(Job):
Take the line that contains "the green sepal" and each line after it in the material below, and transcribe them exactly, stopping at the end.

· · · · · · ·

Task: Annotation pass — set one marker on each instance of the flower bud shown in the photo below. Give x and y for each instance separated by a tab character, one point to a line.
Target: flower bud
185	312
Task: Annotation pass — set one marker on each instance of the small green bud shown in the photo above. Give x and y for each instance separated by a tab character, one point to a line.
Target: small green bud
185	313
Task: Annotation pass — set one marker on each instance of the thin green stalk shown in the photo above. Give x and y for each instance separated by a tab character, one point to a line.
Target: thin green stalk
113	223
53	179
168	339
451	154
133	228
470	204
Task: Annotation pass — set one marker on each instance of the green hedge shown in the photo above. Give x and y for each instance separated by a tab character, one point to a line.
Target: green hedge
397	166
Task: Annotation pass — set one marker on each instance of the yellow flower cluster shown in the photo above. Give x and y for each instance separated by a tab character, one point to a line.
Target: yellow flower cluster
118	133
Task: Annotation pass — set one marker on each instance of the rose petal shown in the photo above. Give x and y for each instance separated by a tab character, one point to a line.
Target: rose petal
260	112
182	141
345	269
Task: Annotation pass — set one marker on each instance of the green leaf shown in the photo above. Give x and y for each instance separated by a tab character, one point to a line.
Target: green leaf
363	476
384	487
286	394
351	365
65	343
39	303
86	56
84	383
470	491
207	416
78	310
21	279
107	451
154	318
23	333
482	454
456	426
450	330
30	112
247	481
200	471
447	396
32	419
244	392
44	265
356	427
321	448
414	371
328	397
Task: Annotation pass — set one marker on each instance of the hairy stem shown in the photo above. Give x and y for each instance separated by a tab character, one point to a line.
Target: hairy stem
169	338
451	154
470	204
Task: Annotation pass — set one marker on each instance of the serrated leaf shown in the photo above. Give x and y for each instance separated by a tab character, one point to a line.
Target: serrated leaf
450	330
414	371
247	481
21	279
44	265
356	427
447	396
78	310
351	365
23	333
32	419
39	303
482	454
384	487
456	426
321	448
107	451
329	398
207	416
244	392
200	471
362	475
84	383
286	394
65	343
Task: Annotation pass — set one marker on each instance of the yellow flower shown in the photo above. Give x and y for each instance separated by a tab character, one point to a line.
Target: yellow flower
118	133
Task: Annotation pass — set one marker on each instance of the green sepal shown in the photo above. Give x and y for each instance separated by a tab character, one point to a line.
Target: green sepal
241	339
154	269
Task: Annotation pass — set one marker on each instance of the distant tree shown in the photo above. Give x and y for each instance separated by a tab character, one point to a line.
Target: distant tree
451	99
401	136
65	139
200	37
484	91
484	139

· · · · · · ·

(Expected answer):
Task: Annotation pass — set one marker on each instance of the green sepal shown in the photo above. Give x and y for each instance separated by a tab character, one point to a line.
Target: green sepal
241	339
154	269
Task: Annotation pass — set one marker on each instance of the distant tree shown in the photo above. Give x and y for each instance separated by a tab character, one point to a line.
Target: distant tree
451	99
401	136
65	139
200	37
484	91
484	139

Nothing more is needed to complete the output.